**TASKS FOR THIS EXERCISE:**
A: Print everything in the Karlene Faith biography from "In 1970, she" down to "of the Rastafari.".
B: Answer these questions using the Karlene Faith biography:
(i) What was Faith's father's occupation?
(ii) What was the subject of Faith's PhD thesis?
(iii) Which prize did Unruly Women win in 1994?

**PAGE TEXT:**
□ □ □
- Born: 1938 Aylsham, Saskatchewan, Canada
- Died: May 15, 2017 (aged 78–79) Vancouver, British Columbia, Canada
- Education: University of California, Santa Cruz (BA, PhD)

= Karlene Faith =

Canadian writer and academic (1938–2017)

Karlene Faith (1938 – May 15, 2017) was a Canadian writer, feminist, scholar, and human rights activist. She was a professor emerita at the Simon Fraser University School of Criminology.

== Early life and career ==
Karlene Faith was born in Aylsham, Saskatchewan, in 1938. She was the oldest of six children and her father was a United Church Minister. After moving to a small town in Montana near a jail, Faith often witnessed police brutality.

In 1970, she earned her anthropology degree with Highest Honors at the University of California, Santa Cruz. She also played a role in developing the Santa Cruz Women's Prison Project in 1972. Faith received a Danforth Fellowship to study for four more years at UC Santa Cruz, earning her Ph.D. in 1981.

== Career ==
While working at a local radio station as a record librarian, she was given air play to read teletype news on the Korean War, the House Un-American Activities Committee, and other events.

By the time she was 30, Faith had worked in the United States, Germany, France, and Eritrea studying music, going to school, teaching, and working with the Peace Corps.

Faith's PhD Thesis was an anthropological overview of the Rastafari.

In the mid-1970s, she worked with the Manson women, Susan Atkins, Patricia Krenwinkel, and Leslie Van Houten, at the California Institution for Women. She later wrote a book about her work with the women. In her book, The Long Prison Journey of Leslie Van Houten, she tells how two of the women believed that they would "grow wings and become fairies," a belief that they obtained from Charles Manson. Faith viewed all of these women as victims, and lobbied for their early release from prison.

She has co-hosted the radio show "Criminal Justice on Trial," taught with Dr. Rafael Guzman at Correctional Training Facility in Soledad, California. She also conducted research at the California Institution for Women.

=== Writing and awards ===
She wrote many books on women and their incarceration. Her first book Unruly Women: The Politics of Confinement and Resistance was first published in 1993 through Press Gang and has been called "path breaking" because of its historical overview of draconian social control practices. It went on to win the VanCity Book Prize in 1994. In 1997, Faith wrote Madonna: Bawdy & Soul.
□ □ □
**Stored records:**
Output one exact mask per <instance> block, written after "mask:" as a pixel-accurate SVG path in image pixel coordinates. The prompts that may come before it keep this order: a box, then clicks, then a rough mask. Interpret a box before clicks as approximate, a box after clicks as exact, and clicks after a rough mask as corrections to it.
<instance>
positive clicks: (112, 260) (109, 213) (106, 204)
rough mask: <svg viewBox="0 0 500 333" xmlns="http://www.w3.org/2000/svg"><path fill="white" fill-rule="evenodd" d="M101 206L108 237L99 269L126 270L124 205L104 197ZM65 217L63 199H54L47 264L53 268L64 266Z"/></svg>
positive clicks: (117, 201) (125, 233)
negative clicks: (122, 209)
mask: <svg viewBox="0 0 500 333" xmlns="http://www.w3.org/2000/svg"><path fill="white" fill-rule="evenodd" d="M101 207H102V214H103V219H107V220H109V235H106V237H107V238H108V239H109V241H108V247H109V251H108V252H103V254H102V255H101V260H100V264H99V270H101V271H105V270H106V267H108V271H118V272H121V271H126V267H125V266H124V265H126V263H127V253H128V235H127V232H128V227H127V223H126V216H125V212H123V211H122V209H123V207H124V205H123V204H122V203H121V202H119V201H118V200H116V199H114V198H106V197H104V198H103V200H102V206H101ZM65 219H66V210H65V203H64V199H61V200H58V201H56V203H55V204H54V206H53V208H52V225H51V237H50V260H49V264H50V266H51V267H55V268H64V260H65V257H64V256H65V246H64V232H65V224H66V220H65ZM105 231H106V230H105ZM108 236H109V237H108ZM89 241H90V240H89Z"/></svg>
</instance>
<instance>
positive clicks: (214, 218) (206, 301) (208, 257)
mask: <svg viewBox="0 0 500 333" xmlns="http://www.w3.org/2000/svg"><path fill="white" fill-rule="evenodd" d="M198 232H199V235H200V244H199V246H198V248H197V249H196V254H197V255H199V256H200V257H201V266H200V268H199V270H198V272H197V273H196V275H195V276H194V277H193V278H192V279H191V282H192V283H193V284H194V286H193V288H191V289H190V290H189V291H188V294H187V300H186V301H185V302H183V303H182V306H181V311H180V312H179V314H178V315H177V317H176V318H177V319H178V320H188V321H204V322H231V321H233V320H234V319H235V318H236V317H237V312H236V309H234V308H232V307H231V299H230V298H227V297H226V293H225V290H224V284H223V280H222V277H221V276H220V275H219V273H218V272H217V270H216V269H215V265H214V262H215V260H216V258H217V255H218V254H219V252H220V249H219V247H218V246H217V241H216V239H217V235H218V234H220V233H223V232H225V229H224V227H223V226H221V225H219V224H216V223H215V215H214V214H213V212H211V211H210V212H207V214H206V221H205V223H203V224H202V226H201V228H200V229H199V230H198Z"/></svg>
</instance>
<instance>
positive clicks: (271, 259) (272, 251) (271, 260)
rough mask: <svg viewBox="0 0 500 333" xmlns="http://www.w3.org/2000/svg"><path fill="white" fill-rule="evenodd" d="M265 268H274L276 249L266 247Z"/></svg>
□ □ □
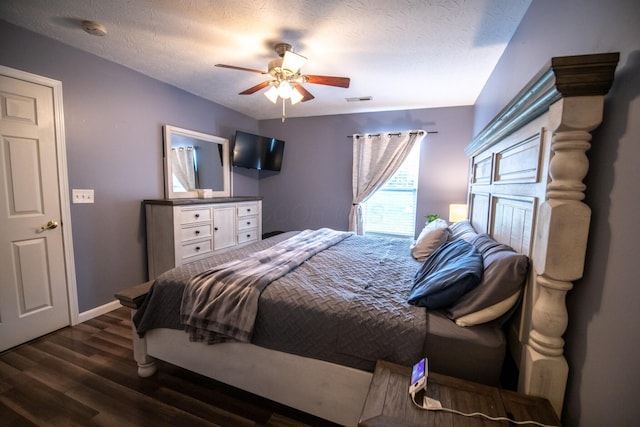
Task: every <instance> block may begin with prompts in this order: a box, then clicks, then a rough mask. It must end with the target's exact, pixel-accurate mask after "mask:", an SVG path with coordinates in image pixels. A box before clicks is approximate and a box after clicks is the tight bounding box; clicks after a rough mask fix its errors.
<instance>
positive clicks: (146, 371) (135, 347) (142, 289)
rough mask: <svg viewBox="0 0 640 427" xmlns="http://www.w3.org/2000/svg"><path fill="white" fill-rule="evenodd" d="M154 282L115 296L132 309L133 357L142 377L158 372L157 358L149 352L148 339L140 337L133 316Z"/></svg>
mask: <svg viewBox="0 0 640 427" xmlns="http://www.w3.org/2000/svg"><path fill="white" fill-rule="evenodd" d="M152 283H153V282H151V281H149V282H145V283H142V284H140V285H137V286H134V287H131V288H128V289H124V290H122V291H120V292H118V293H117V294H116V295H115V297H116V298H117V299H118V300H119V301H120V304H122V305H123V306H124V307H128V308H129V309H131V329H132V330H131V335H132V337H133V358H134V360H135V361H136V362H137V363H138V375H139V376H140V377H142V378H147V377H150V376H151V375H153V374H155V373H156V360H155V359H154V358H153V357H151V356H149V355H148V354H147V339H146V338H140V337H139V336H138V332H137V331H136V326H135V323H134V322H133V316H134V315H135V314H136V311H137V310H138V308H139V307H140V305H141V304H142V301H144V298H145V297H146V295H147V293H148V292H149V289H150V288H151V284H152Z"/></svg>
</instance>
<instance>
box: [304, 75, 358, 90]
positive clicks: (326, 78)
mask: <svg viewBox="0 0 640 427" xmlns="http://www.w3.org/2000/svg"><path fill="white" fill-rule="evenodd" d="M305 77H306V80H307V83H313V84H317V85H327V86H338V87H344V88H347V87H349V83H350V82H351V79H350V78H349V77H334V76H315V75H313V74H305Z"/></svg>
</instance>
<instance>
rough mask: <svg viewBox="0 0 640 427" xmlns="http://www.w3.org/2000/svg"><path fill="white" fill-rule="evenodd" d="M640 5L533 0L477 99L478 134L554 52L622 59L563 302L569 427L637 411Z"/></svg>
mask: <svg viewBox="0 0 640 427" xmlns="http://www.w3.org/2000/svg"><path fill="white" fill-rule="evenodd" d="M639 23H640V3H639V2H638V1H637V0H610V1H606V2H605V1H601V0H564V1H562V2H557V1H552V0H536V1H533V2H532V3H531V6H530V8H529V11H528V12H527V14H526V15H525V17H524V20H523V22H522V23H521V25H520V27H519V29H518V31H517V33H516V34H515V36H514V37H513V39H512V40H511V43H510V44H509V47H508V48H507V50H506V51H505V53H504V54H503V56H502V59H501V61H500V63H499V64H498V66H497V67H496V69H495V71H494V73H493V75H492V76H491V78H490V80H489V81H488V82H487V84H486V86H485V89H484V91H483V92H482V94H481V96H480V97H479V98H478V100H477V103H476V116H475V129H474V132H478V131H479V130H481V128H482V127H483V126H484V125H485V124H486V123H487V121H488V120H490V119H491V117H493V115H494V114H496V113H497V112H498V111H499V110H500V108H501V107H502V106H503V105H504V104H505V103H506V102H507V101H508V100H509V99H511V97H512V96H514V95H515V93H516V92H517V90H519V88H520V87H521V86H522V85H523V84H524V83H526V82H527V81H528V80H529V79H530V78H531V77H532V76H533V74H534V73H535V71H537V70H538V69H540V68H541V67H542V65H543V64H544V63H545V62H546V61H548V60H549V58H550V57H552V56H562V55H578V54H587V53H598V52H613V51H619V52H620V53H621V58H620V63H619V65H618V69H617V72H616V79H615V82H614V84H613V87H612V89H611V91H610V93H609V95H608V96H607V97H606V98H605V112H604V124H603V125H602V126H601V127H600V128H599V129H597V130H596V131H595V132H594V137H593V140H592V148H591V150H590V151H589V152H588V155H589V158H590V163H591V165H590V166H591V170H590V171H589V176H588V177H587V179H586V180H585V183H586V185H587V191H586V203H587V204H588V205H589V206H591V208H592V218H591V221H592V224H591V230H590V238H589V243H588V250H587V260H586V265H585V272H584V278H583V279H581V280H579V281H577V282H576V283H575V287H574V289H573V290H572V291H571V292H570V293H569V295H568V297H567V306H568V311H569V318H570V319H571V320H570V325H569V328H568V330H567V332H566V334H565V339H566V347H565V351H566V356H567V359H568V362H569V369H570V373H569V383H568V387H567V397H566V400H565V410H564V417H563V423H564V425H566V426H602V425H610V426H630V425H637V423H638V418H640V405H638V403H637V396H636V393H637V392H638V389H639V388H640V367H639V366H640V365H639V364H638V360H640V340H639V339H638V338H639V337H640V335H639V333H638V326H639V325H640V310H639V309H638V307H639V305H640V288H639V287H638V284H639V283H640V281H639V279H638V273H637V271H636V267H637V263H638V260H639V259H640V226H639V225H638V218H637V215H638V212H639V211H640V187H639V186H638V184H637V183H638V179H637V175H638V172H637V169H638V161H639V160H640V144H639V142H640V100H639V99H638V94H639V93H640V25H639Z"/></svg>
□ □ □
**EXPECTED RESULTS:**
A:
In 1970, she earned her anthropology degree with Highest Honors at the University of California, Santa Cruz. She also played a role in developing the Santa Cruz Women's Prison Project in 1972. Faith received a Danforth Fellowship to study for four more years at UC Santa Cruz, earning her Ph.D. in 1981.

== Career ==
While working at a local radio station as a record librarian, she was given air play to read teletype news on the Korean War, the House Un-American Activities Committee, and other events.

By the time she was 30, Faith had worked in the United States, Germany, France, and Eritrea studying music, going to school, teaching, and working with the Peace Corps.

Faith's PhD Thesis was an anthropological overview of the Rastafari.

B:
(i) He was a United Church Minister.
(ii) It was an anthropological overview of the Rastafari.
(iii) The VanCity Book Prize.